■ INPUT FOR THIS TASK:
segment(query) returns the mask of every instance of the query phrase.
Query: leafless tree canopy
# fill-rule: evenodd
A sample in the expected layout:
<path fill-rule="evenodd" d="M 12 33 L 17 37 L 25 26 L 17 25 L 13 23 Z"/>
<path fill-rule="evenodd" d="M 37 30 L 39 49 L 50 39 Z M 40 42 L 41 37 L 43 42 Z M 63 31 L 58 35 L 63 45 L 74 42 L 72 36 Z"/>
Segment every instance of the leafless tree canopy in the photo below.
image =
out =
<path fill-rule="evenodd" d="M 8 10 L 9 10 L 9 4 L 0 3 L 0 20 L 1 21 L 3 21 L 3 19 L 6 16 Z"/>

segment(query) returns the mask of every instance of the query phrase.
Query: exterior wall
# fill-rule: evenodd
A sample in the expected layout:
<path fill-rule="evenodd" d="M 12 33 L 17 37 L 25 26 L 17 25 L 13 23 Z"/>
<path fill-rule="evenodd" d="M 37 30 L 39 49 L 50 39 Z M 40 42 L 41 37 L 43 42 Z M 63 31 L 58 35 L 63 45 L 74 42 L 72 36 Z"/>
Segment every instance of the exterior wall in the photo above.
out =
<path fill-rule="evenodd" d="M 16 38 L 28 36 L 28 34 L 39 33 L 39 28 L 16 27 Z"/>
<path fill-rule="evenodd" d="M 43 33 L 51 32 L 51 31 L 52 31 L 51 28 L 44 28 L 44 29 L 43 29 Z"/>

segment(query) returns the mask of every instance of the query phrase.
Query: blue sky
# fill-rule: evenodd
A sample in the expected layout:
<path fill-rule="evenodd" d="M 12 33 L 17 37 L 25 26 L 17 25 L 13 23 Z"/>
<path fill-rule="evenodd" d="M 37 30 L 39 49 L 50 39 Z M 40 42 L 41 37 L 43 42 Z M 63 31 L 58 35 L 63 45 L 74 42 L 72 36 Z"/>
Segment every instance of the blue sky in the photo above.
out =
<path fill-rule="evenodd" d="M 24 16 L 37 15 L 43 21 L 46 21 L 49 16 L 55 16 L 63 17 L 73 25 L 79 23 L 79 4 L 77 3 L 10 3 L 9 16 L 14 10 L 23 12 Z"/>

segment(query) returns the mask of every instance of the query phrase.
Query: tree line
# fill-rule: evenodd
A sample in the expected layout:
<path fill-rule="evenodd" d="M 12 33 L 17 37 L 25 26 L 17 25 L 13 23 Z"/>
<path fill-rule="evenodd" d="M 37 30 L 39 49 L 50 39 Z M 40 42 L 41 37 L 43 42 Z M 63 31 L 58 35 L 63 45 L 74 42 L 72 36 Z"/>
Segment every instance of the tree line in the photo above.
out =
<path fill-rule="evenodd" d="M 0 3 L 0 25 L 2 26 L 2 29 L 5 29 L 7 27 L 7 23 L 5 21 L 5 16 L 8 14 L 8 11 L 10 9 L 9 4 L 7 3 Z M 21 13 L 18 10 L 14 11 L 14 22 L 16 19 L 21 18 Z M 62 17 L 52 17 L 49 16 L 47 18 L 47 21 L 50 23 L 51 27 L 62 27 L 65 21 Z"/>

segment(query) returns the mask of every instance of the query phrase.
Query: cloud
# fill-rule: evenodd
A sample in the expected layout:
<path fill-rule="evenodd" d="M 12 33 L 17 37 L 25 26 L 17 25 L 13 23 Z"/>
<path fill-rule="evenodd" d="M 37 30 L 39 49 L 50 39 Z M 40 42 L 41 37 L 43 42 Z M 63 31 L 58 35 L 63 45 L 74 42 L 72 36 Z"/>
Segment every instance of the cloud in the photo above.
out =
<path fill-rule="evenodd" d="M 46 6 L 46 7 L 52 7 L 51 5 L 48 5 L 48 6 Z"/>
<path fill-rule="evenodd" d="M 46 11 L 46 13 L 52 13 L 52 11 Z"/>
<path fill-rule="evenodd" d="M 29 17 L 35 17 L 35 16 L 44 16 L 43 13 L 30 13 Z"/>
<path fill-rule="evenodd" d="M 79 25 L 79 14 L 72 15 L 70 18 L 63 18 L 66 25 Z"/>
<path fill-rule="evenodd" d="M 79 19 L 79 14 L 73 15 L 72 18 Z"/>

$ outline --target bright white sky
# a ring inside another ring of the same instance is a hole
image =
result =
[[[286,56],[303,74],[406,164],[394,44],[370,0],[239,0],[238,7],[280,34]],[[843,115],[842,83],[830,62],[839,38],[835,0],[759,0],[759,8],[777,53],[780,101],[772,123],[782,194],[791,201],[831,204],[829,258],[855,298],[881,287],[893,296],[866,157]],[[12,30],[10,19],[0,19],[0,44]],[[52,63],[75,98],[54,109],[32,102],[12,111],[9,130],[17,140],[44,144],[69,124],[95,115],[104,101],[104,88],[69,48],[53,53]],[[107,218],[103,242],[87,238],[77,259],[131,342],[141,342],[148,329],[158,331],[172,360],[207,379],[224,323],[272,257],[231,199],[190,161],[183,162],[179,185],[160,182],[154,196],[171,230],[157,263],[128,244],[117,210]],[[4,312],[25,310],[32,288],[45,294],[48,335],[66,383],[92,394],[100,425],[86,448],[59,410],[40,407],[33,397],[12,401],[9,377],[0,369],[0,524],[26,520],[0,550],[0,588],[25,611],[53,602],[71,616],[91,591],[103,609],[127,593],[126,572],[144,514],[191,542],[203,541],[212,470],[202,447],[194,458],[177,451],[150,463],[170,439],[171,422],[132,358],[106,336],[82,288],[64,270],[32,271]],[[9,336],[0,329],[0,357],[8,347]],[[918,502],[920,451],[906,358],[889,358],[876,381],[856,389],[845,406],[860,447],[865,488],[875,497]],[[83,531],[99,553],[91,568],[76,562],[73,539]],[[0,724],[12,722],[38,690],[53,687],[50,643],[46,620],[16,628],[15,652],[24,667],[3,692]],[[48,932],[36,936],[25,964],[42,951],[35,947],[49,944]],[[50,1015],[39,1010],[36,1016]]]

■ BRIEF:
Shift every coordinate in the answers by -53 and reproduce everything from the start of the records down to the line containing "8 10 L 9 10", inclusive, with the requests kept in.

■ WRITTEN SOLUTION:
segment(query) returns the mask of every instance of the query phrase.
Query: leafless tree canopy
# fill-rule: evenodd
A sample in the expected layout:
<path fill-rule="evenodd" d="M 12 33 L 17 37 L 25 26 L 17 25 L 13 23 Z"/>
<path fill-rule="evenodd" d="M 37 30 L 39 49 L 50 39 Z M 40 42 L 41 37 L 43 42 Z M 63 31 L 58 35 L 63 45 L 74 42 L 72 36 Z"/>
Segment every instance of the leafless tree canopy in the photo below.
image =
out =
<path fill-rule="evenodd" d="M -45 -43 L -44 -43 L -44 -49 L -53 -50 L -53 -33 L -52 -32 L -50 -32 L -50 -34 L -47 -37 Z"/>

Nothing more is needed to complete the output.